━━━ Items ━━━

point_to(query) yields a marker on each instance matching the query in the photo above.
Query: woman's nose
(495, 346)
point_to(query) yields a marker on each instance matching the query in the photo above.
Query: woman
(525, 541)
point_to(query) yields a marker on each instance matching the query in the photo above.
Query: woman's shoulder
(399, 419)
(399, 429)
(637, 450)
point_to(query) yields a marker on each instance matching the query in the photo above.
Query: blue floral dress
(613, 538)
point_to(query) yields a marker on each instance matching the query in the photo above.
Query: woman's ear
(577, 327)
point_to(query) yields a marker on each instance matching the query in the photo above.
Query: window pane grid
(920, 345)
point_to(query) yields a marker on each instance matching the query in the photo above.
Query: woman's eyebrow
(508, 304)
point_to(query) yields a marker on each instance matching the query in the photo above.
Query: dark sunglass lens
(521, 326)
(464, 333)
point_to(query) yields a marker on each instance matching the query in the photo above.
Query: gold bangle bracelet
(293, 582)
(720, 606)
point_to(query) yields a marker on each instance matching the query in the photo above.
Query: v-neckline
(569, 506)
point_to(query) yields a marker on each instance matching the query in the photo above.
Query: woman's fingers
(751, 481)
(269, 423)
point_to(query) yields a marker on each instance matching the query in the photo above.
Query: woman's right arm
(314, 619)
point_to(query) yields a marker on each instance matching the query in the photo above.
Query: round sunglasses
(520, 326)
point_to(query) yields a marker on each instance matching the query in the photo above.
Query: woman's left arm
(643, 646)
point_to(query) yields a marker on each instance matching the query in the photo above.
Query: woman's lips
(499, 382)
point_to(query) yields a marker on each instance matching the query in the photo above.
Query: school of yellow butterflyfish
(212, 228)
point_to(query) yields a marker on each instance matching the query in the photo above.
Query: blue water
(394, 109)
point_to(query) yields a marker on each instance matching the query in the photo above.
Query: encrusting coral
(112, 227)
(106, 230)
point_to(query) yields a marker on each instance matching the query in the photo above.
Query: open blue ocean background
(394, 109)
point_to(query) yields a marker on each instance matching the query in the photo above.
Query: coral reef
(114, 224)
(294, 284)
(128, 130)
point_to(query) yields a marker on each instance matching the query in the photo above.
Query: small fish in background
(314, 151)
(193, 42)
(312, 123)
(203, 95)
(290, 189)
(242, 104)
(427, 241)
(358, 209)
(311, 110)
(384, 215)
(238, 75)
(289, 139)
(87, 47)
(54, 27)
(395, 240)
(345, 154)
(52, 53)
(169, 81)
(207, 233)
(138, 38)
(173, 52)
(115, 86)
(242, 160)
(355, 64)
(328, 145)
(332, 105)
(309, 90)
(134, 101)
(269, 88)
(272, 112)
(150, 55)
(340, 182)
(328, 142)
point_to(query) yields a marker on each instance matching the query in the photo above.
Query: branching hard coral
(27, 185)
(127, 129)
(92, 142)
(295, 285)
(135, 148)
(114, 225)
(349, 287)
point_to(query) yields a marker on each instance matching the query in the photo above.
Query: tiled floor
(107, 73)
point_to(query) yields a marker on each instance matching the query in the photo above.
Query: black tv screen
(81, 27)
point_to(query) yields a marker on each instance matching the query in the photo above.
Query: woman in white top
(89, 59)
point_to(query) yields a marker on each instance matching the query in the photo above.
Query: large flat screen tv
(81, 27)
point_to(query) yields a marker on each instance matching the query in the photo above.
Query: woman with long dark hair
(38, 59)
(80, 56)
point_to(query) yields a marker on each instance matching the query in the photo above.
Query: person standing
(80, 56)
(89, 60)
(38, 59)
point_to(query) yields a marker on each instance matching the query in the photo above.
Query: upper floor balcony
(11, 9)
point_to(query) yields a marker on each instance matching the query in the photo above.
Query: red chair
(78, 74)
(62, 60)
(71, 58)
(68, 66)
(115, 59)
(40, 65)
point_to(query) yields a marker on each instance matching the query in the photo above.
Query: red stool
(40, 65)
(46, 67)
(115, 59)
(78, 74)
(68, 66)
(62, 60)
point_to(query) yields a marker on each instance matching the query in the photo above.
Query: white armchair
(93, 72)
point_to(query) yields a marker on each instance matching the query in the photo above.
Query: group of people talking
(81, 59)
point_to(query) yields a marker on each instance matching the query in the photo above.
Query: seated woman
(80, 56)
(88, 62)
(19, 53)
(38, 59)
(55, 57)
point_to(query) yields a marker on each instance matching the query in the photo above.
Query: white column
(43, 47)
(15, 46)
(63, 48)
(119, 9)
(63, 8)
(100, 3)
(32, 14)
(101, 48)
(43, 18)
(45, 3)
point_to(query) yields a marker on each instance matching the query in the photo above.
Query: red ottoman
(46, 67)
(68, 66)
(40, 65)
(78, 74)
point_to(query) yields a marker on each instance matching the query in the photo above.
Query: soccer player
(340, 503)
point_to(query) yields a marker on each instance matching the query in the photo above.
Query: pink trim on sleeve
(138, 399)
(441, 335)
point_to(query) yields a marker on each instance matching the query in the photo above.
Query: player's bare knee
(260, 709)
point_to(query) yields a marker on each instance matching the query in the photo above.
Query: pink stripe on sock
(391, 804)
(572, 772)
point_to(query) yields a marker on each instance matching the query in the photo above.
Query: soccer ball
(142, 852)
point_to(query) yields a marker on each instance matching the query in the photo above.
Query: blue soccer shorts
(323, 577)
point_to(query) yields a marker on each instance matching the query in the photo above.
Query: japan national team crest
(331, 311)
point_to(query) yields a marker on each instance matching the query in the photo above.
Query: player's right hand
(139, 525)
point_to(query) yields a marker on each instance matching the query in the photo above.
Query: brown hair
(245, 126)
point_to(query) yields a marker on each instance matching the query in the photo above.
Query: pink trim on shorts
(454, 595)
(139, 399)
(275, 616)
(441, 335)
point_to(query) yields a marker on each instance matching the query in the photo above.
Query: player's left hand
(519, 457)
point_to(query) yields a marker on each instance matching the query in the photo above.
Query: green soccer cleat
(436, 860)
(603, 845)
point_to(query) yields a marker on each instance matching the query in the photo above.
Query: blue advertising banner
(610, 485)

━━━

Aim of the exercise
Pull out every line of the rows that contains the word "woman", and copy each one in full.

Answer to this problem
Query: woman's nose
Query: woman
Query: woman's shoulder
Query: woman's ear
Query: woman's eyebrow
Query: woman's fingers
Query: woman's right arm
Query: woman's left arm
Query: woman's lips
Query: woman in white top
Query: woman with long dark hair
Query: seated woman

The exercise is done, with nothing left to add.